* [記述問題 1]:
ジャズ・ミュージシャンのギャラに関する文章では、ミュージシャンのギャラと呼ばれる収入源は主に何種類に分けられるとされていますか。
* [記述問題 2]:
ジャズ・ミュージシャンのギャラに関する文章を、最後の文のあとから書き継いでください。

───── 抜粋本文 ─────

「ジャズ・ミュージシャンってどうやって生活してるの?」
ジャズ・ミュージシャンという、一見変わった職業に興味を持っている方も多いのではないでしょうか。
こんにちは。
Jazz2.0編集部の濱田です。
そういうわけで今回は、ジャズのミュージシャンを中心としたギャラの仕組みを解説してみたいと思います。
ジャズ以外の他の音楽ジャンルでも、ギャラの仕組みはほとんど変わらないので、ぜひ参考になればと思います。
それでは参りましょう!
収入源
ミュージシャンの収入はギャラと呼ばれています。
ギャラは、ギャランティの略で、金銭的な報酬を意味することがほとんどです。
そして、ミュージシャンのギャラと呼ばれる収入源は主に7種類にわけることができます。
1つ目に、ライブハウスや飲食店等での演奏にて支払われる場合。
2つ目に、イベンターや企画制作会社等の主催者からもらう場合。
3つ目に、音楽をレコーディング、制作等の制作会社からの場合。
4つ目に、作曲、編曲、演奏した音楽を販売する場合。
5つ目に、講師や先生などレッスンでの場合。
6つ目に、YouTubeや配信などの活動。
7つ目に、その他活動および副業などです。

───── 保存データ ─────

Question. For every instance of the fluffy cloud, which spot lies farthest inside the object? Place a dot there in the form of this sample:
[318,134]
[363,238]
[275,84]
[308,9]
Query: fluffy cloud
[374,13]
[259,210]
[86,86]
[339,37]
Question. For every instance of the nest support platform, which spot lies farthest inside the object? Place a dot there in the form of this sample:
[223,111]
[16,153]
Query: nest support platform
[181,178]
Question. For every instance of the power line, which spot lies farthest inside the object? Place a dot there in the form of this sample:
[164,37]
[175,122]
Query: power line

─────
───── 保存データ ─────

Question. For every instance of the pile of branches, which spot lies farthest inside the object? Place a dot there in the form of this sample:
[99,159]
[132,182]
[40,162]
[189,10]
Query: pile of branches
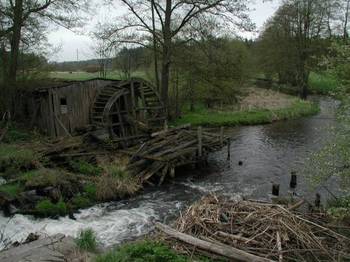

─────

* [正解 1]:
主に7種類に分けられるとされています。

* [正解 2]:
それぞれ仕組みがバラバラですので、ひとつずつ解説してみます。
ライブハウスや飲食店等での演奏にて支払われる場合
世の中には、ジャズクラブ、ジャズバーなどと呼ばれる飲食店、その他ライブハウスがあり、ミュージシャンはお店からギャラをもらっています。
仕組みとしては、チャージバックと呼ばれるものが多いです。
一言でいうと成果報酬型で、集客した分ギャランティが増える仕組みです。
通常、こうしたジャズを聞けるお店では、ミュージックチャージと呼ばれる料金がかかります。
この料金の6-7割はミュージシャンに支払われて、残りはお店の売り上げとなります。
また、ミュージシャンは、法人ではなく、個人、フリーランスで活動している人が殆どなので、そこから源泉徴収税というものが引かれた金額が、ミュージシャンのギャラとなります。
そのお店でジャズを聞こうと思うと、お客さんは2000円払って、その上に飲食の料金などがかかります。
ミュージシャンはというと、2000円のミュージックチャージの6割をもらうお店だと、お客さん1人あたり1200円のギャラとなります。
20人いたら24000円です。ここから源泉徴収税を差し引いた金額でメンバーと山分けします。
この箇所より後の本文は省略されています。